### Task details
In how many lines of the entries below does "door" appear? Give only the number.
^^^^
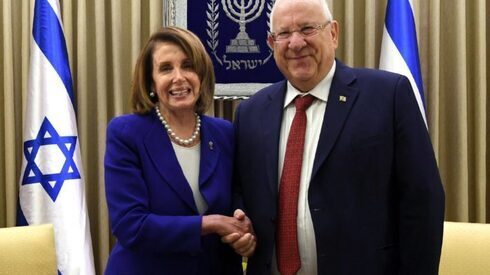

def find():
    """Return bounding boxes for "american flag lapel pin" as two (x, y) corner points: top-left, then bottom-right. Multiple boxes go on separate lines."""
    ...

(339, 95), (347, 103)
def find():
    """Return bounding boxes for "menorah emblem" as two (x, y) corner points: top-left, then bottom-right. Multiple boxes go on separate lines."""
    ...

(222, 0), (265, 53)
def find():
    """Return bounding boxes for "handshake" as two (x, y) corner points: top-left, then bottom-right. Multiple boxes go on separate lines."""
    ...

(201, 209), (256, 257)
^^^^
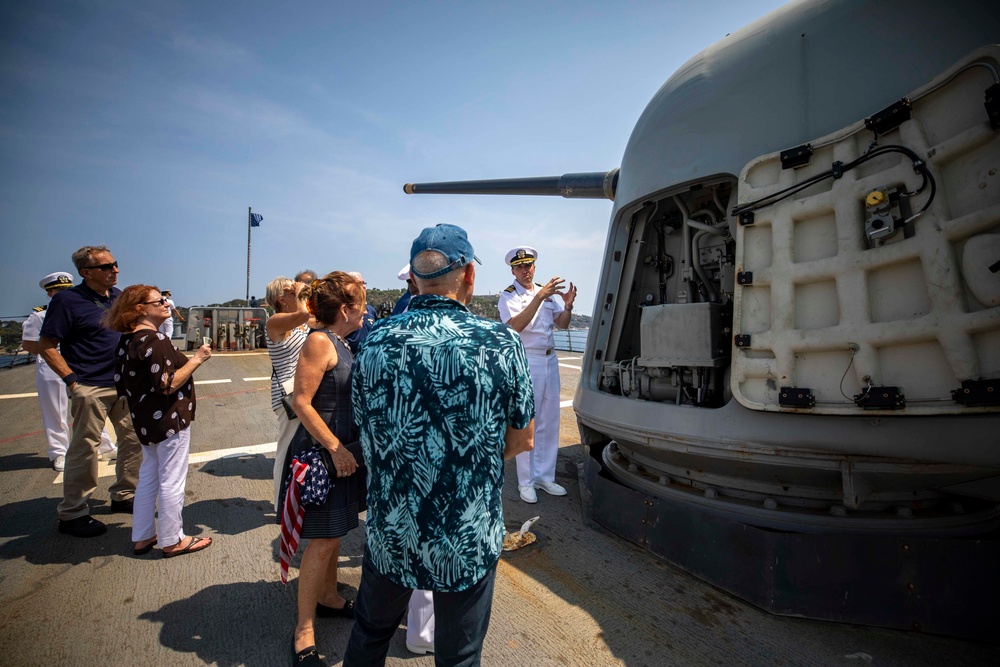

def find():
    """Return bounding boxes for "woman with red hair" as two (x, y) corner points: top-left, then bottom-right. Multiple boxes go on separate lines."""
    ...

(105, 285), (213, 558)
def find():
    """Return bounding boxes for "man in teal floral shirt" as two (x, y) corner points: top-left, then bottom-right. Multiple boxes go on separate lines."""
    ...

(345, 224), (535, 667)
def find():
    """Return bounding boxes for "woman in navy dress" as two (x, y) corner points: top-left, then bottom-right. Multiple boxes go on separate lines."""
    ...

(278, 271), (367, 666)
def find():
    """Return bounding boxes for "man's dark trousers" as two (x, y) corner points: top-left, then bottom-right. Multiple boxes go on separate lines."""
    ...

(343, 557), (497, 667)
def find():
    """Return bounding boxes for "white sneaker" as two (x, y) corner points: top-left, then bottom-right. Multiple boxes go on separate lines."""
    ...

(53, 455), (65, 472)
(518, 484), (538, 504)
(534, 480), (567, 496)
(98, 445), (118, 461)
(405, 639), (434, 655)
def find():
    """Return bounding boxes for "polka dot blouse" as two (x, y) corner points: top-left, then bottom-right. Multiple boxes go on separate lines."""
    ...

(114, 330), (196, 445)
^^^^
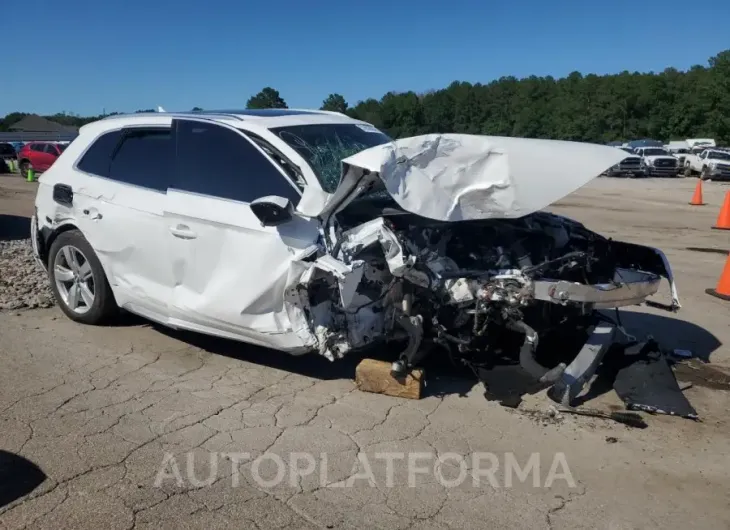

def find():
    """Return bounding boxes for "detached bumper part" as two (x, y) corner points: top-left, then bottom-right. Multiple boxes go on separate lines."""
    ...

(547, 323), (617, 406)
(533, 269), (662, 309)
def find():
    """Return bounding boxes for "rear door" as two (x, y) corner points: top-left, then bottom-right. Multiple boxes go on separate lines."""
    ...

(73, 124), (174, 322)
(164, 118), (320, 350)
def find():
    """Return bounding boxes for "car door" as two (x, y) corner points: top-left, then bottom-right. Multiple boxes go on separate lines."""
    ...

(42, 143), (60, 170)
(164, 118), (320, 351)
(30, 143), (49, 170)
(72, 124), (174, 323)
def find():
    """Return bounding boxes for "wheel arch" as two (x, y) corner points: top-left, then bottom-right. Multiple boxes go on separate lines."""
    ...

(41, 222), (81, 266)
^^^^
### Solution to this task
2